DIRECTIONS: Lay out every line of the material below as a numbered list, omitting blank lines and leaving out the pictures.

===== MATERIAL PROVIDED

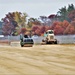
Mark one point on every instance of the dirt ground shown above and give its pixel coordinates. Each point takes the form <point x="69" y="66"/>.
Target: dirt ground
<point x="37" y="60"/>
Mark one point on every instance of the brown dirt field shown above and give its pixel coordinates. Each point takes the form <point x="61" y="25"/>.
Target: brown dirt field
<point x="37" y="60"/>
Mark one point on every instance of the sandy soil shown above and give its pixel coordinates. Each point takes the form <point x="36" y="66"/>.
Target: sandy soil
<point x="37" y="60"/>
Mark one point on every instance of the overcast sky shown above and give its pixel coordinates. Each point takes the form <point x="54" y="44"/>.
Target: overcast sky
<point x="34" y="8"/>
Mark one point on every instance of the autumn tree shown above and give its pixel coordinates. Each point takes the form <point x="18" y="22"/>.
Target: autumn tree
<point x="64" y="11"/>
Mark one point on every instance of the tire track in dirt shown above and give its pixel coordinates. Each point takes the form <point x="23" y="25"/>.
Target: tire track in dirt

==========

TASK SOLUTION:
1. Mark one point on every instance of the dirt ground shown above and give its pixel coordinates. Each point takes the form <point x="69" y="66"/>.
2. Target: dirt ground
3. <point x="37" y="60"/>
4. Mark one point on every instance of the brown dirt field shown above and give its pixel coordinates. Each point takes the form <point x="61" y="25"/>.
5. Target: brown dirt field
6. <point x="37" y="60"/>
7. Mark one point on every instance of the sandy soil shown above and give its pixel coordinates. Each point takes the form <point x="36" y="66"/>.
8. Target: sandy soil
9. <point x="37" y="60"/>
10. Mark one point on every instance of the overcast sky shown above and give its pixel coordinates. Each point takes the form <point x="54" y="44"/>.
11. Target: overcast sky
12. <point x="34" y="8"/>
13. Mark one point on every instance of the autumn tree shown above and give its pixel coordinates. Each point takes the form <point x="18" y="22"/>.
14. Target: autumn tree
15. <point x="64" y="11"/>
16. Mark one point on every instance of the tire track in dirt shown above and give its pixel coordinates. Each point takes the form <point x="23" y="25"/>.
17. Target: tire track in dirt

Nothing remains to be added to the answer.